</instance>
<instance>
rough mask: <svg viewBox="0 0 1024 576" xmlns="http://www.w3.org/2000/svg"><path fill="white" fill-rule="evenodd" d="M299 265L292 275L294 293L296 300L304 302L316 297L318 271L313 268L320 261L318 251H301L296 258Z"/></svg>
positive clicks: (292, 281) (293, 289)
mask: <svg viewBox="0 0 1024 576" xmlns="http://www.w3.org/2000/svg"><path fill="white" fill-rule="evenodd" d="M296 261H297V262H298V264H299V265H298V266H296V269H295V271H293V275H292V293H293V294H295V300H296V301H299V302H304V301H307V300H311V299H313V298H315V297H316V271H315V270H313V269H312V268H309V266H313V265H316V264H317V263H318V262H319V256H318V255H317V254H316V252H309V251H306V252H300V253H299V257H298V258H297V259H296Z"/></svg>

········

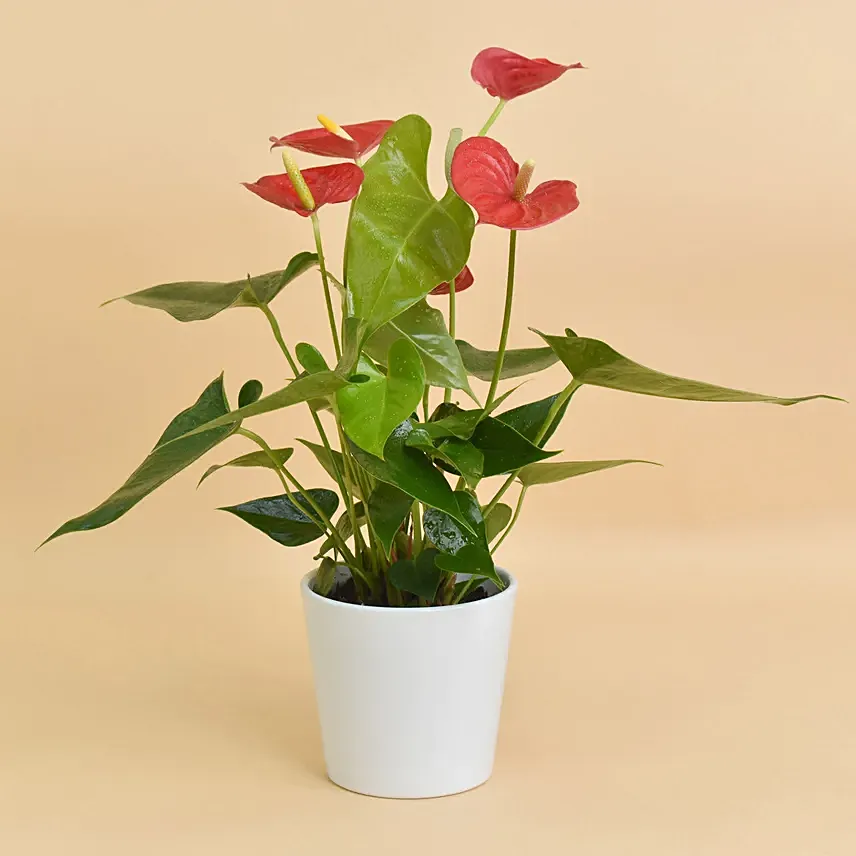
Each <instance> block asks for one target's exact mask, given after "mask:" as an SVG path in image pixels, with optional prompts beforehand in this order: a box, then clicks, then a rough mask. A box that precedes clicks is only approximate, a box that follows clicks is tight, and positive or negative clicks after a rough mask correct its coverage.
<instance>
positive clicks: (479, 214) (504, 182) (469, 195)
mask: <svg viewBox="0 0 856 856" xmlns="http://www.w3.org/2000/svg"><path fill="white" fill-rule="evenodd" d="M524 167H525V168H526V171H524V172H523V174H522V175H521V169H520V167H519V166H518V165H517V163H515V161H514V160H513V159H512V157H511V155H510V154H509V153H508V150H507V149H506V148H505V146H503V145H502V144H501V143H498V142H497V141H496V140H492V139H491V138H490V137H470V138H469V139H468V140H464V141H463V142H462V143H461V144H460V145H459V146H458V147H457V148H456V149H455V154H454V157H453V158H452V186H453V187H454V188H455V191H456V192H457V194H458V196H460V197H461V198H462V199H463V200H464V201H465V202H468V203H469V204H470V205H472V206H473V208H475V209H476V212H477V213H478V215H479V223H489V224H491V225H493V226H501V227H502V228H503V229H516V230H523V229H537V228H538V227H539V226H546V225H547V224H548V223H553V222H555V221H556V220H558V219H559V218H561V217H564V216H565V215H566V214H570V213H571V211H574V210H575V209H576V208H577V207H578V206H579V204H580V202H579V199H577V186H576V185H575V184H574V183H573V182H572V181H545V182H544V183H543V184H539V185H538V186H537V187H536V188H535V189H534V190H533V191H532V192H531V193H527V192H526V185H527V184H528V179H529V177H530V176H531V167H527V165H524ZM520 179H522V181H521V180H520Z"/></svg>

········

TASK TO COMPLETE →
Go back to the listing above. Copy word for word the lines from the one with "</instance>" through the one with "rough mask: <svg", and nothing more.

SOLUTION FOR THIS EXERCISE →
</instance>
<instance>
rough mask: <svg viewBox="0 0 1024 576" xmlns="http://www.w3.org/2000/svg"><path fill="white" fill-rule="evenodd" d="M299 265L292 275L294 293L296 300L304 302L316 297L318 271L313 268L320 261L318 251H301L296 258Z"/></svg>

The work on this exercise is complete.